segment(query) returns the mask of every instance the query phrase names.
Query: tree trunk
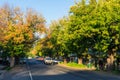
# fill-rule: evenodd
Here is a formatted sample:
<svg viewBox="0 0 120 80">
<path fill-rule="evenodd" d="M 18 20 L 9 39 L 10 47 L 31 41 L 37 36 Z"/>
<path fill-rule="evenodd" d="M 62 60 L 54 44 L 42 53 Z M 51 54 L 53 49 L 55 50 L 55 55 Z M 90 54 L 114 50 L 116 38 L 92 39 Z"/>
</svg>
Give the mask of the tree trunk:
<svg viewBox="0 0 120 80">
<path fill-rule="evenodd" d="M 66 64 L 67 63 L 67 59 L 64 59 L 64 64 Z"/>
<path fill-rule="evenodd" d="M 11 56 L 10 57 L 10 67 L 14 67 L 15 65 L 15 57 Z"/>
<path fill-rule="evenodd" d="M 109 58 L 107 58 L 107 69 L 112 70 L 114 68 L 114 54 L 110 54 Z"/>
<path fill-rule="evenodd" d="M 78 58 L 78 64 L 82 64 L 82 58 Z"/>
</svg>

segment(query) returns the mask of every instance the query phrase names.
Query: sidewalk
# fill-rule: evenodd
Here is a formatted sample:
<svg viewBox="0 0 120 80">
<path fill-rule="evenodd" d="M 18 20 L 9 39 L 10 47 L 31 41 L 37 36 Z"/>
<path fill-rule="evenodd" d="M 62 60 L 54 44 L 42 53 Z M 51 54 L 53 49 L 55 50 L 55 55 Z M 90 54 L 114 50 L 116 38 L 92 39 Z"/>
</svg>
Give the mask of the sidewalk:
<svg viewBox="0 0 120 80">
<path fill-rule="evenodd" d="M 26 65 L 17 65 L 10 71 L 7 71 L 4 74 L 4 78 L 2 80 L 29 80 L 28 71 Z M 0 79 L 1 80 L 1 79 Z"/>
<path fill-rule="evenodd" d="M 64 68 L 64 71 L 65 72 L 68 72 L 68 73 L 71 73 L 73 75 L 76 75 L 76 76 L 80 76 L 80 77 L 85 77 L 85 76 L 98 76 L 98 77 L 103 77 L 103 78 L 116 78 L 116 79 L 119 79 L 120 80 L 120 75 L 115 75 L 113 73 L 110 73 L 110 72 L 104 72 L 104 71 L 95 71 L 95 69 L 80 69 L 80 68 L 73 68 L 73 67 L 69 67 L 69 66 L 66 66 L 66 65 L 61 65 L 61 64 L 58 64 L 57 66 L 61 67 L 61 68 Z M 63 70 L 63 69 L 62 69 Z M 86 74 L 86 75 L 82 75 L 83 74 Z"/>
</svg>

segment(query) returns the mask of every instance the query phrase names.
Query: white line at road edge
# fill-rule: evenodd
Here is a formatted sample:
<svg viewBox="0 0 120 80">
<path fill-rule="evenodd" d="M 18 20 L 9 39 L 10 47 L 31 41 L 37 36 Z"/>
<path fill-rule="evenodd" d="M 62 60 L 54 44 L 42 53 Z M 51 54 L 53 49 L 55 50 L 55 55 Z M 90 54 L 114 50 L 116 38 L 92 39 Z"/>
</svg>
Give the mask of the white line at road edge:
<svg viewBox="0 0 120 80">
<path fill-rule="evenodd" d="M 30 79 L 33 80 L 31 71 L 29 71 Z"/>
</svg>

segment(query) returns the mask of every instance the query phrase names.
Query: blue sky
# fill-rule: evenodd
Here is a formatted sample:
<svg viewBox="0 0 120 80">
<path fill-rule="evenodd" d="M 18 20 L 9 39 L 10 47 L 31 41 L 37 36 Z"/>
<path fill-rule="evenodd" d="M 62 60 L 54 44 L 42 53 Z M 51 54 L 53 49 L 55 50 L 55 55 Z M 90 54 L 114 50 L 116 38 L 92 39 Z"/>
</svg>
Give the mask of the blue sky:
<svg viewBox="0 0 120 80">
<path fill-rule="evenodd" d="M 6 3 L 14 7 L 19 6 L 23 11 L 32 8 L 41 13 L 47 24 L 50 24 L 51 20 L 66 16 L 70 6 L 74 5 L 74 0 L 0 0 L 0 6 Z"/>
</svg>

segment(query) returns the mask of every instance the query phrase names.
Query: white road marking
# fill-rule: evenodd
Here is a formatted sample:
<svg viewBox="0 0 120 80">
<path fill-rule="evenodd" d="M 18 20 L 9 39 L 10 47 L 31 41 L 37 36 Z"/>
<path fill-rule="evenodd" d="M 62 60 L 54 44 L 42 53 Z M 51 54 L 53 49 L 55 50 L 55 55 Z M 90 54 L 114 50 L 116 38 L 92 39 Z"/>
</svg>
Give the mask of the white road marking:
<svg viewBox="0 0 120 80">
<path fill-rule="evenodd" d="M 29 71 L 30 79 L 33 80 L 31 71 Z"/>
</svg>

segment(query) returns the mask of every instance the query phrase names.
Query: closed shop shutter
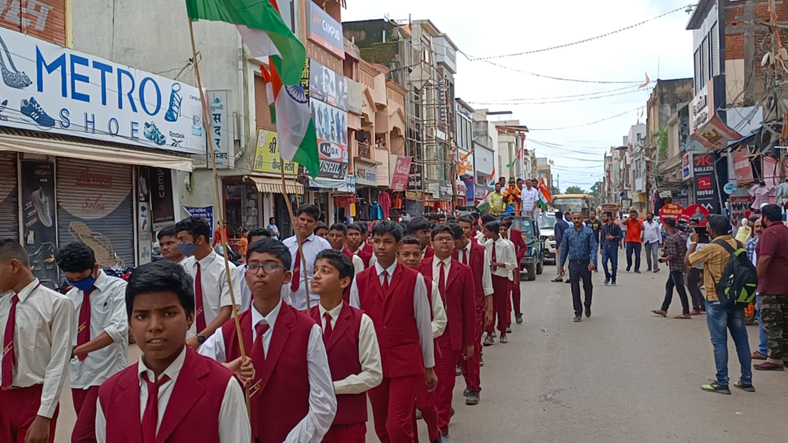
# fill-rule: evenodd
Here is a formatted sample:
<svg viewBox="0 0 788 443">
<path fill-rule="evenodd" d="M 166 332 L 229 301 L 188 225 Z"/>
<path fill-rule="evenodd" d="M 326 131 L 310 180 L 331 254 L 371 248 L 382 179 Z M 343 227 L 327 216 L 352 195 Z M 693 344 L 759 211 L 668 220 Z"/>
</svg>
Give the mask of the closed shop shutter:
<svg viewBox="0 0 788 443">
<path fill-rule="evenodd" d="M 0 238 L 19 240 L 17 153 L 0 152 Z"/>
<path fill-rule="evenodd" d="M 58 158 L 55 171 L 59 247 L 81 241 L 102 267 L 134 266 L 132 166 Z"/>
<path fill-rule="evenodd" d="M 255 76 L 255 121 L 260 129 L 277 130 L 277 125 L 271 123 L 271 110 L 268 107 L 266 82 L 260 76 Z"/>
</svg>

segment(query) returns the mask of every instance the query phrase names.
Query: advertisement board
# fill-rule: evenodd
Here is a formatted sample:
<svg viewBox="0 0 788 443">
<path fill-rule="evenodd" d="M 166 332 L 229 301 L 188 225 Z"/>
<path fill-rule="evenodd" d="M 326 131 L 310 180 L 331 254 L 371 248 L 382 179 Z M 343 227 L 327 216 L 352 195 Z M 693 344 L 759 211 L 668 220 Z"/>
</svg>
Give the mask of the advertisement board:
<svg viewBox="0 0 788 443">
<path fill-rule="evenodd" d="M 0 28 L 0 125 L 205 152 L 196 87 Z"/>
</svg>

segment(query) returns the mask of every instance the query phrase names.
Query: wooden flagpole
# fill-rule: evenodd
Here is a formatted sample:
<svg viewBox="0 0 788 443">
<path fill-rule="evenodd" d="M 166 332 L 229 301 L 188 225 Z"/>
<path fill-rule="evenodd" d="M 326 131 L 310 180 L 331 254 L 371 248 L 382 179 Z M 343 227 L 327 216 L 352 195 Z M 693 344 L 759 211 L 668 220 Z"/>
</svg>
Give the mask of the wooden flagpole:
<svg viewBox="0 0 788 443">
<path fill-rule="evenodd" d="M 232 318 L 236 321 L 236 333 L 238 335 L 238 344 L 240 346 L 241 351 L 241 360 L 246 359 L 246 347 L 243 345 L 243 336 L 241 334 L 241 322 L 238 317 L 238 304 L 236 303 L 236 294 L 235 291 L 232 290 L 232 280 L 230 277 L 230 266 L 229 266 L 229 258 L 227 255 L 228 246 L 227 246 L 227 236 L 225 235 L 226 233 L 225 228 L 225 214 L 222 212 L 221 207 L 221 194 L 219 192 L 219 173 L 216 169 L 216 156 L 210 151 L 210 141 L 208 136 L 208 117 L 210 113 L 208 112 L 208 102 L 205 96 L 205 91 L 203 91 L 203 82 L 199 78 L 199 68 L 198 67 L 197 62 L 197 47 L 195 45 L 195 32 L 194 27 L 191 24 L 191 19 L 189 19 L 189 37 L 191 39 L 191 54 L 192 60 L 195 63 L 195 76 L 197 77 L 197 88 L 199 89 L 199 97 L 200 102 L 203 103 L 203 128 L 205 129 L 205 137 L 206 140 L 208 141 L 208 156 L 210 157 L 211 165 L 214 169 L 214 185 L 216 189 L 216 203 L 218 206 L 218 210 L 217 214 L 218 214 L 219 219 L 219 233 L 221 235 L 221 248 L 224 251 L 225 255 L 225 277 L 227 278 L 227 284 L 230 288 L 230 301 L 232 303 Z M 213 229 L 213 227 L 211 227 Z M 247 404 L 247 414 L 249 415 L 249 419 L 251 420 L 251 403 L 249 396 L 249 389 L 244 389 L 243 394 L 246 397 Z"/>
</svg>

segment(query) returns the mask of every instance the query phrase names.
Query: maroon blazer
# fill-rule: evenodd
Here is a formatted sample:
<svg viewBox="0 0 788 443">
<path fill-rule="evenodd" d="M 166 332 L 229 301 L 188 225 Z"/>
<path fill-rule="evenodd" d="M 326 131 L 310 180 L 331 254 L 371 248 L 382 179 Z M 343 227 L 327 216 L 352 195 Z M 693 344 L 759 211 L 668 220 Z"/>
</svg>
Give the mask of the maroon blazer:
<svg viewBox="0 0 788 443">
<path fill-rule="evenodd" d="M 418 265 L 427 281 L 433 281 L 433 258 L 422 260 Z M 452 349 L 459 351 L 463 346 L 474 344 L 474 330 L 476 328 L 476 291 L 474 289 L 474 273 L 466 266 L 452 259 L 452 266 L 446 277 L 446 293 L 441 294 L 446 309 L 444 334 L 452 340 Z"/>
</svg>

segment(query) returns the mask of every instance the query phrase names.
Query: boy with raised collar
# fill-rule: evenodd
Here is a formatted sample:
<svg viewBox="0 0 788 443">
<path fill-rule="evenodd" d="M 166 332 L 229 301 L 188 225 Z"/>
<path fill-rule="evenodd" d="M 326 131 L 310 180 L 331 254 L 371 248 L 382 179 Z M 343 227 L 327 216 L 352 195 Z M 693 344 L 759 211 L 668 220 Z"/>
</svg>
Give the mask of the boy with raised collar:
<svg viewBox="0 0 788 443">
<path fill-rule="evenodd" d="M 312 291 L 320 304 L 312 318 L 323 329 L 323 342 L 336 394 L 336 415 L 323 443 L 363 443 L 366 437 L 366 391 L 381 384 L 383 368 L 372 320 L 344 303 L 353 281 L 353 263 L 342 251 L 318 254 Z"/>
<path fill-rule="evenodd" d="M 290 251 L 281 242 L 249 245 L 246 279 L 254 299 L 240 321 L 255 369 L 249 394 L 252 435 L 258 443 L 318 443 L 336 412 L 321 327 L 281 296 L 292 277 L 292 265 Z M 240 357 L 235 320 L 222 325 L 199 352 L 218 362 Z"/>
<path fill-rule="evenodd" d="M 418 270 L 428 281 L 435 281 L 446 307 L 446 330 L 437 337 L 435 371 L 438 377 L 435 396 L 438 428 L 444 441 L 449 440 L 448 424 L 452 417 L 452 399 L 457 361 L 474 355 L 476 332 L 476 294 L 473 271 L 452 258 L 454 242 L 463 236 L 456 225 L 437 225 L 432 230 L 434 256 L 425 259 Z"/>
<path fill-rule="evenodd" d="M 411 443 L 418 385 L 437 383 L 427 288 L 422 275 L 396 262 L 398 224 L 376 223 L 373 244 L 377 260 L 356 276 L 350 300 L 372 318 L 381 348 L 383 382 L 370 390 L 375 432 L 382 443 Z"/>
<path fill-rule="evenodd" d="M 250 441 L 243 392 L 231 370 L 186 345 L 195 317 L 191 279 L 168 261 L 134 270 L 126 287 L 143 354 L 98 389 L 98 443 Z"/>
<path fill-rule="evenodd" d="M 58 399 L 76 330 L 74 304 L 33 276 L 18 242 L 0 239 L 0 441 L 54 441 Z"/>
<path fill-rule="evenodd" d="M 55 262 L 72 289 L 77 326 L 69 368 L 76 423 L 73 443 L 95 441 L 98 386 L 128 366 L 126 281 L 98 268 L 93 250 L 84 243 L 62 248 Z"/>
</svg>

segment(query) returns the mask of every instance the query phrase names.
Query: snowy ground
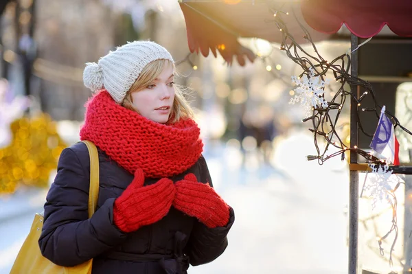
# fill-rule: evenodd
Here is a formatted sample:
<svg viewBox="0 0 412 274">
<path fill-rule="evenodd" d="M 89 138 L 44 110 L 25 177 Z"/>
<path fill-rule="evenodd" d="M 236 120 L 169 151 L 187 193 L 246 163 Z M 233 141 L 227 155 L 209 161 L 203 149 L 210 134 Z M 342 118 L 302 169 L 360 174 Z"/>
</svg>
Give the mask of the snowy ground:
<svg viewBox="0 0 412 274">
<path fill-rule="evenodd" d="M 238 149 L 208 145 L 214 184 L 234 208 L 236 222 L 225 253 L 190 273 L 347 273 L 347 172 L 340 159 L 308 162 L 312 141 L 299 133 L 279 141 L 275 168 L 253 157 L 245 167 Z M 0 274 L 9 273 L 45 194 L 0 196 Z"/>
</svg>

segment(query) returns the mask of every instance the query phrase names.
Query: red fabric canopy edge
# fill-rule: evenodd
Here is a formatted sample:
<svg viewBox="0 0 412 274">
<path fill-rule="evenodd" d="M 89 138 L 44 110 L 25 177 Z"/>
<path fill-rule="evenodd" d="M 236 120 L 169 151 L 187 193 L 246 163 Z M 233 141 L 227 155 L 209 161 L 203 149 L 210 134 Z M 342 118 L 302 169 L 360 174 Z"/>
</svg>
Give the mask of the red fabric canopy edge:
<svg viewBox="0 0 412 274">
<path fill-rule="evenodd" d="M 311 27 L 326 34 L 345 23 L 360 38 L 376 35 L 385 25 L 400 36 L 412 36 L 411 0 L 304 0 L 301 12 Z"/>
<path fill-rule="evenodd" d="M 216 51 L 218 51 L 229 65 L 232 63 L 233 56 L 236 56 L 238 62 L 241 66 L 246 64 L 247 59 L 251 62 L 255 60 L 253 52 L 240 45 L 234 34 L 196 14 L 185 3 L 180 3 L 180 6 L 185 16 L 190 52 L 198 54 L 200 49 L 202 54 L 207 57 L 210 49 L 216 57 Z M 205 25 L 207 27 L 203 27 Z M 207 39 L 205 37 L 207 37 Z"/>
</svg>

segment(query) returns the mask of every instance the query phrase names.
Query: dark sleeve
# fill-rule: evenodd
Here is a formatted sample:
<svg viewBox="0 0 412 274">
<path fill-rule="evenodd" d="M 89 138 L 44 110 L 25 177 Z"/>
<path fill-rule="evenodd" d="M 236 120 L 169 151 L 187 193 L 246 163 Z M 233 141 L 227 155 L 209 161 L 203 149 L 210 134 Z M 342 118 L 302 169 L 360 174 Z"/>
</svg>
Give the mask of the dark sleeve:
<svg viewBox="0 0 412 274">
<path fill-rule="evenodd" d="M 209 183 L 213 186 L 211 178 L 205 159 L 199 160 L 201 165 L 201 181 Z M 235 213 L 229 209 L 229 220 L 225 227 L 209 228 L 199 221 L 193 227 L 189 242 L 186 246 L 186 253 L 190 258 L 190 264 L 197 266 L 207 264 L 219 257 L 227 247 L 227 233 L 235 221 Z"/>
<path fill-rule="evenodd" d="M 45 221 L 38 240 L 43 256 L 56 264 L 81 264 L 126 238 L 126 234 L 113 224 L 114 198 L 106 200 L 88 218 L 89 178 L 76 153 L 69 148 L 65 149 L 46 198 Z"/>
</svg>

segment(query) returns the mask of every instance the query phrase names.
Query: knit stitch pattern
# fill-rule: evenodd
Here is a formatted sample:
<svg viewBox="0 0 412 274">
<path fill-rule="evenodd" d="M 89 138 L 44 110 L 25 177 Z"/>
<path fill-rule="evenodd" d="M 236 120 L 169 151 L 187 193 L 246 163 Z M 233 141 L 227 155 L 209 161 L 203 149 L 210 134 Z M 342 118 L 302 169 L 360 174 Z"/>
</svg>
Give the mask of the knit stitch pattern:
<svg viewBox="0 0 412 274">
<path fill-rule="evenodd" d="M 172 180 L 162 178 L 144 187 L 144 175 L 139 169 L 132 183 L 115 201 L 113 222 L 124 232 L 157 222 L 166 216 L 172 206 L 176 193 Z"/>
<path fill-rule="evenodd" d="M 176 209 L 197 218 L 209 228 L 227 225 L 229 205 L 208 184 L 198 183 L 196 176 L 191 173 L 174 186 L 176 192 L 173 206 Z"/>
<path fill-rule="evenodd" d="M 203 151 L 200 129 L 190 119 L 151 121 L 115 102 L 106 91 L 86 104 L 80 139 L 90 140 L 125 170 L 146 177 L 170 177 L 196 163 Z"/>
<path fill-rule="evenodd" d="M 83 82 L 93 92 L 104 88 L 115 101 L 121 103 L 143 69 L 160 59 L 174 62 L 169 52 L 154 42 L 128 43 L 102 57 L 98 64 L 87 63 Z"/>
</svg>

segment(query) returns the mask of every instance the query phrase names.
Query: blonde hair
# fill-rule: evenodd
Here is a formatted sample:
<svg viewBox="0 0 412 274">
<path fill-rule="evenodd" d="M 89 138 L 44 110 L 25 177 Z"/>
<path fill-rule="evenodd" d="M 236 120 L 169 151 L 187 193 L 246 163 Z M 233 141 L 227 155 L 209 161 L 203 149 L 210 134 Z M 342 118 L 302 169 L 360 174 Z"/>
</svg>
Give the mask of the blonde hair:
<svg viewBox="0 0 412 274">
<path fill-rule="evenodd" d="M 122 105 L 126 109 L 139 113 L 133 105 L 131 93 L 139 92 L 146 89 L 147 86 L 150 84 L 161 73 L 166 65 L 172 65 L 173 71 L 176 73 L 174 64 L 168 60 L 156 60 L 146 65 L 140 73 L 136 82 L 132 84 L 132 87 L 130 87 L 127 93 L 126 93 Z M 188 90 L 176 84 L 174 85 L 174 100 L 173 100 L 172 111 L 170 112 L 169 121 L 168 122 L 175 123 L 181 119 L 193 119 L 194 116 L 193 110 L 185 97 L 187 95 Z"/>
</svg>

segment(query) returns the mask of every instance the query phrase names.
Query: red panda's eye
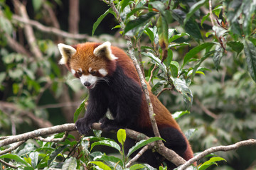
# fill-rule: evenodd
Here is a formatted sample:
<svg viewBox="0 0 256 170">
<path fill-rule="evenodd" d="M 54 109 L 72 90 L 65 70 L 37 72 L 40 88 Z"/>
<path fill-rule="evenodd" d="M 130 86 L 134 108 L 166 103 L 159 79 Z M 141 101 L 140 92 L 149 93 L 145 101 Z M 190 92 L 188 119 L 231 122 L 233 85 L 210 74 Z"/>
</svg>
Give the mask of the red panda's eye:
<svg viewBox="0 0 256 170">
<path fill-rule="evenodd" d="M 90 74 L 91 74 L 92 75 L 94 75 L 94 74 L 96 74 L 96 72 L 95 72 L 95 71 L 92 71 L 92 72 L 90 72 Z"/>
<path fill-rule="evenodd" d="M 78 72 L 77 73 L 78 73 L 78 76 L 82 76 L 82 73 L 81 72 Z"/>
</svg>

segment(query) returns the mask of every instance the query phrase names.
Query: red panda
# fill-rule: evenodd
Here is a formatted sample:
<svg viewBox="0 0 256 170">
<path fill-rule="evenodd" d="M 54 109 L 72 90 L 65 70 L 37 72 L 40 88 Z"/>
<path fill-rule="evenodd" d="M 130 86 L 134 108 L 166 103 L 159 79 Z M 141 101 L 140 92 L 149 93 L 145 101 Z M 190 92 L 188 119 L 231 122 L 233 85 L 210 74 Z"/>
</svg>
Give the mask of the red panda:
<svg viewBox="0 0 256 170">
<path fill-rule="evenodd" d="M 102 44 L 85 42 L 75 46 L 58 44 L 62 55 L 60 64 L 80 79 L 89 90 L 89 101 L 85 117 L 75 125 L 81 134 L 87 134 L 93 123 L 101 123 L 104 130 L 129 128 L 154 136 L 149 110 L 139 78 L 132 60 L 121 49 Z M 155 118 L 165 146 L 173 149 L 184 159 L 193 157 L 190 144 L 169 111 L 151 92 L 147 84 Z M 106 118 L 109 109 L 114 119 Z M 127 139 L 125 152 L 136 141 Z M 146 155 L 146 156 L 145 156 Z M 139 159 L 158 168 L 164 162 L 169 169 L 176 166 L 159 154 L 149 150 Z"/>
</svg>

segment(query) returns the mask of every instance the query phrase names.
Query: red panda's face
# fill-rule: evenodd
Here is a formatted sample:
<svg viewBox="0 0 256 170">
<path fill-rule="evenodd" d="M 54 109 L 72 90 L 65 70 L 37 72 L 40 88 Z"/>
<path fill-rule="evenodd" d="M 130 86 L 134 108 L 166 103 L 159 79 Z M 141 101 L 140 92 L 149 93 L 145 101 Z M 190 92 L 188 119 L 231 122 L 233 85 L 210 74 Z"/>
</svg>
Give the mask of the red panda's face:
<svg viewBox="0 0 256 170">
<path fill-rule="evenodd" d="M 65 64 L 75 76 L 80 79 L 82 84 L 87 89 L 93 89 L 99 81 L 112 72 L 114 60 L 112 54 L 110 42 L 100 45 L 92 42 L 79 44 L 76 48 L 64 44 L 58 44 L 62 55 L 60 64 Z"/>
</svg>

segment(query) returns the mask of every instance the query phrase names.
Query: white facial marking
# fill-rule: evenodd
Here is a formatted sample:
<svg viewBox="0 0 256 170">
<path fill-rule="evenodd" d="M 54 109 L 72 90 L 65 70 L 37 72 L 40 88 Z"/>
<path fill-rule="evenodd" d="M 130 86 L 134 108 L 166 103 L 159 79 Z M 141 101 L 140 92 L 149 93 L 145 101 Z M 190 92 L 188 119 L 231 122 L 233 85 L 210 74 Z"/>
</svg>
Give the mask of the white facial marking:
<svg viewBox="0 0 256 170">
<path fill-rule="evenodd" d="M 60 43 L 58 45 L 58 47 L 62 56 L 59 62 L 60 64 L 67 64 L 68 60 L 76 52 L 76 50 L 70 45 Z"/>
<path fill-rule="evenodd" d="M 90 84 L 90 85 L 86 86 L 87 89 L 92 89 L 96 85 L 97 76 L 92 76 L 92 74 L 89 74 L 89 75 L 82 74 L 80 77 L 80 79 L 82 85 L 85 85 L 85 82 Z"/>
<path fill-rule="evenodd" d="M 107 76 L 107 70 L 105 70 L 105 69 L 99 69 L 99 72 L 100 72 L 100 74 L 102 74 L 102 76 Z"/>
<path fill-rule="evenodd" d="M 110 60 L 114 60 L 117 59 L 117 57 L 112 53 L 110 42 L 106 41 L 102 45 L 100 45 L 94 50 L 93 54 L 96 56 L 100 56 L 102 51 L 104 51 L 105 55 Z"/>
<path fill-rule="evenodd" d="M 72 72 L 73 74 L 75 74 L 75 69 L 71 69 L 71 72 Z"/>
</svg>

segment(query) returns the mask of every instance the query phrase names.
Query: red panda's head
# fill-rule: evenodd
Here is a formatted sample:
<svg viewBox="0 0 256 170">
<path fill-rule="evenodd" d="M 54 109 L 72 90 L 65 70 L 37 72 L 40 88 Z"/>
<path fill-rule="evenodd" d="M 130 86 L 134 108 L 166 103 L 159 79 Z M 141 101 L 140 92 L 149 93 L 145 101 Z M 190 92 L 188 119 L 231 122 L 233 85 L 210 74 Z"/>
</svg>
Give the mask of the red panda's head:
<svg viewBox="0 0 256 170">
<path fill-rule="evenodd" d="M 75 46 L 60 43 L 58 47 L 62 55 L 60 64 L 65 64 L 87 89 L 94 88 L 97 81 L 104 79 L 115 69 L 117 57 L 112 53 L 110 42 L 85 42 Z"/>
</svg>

■ **Exercise**: Determine how many lines of the data above contain the string "edge", and reply with that number alone.

■ **Exercise result**: 4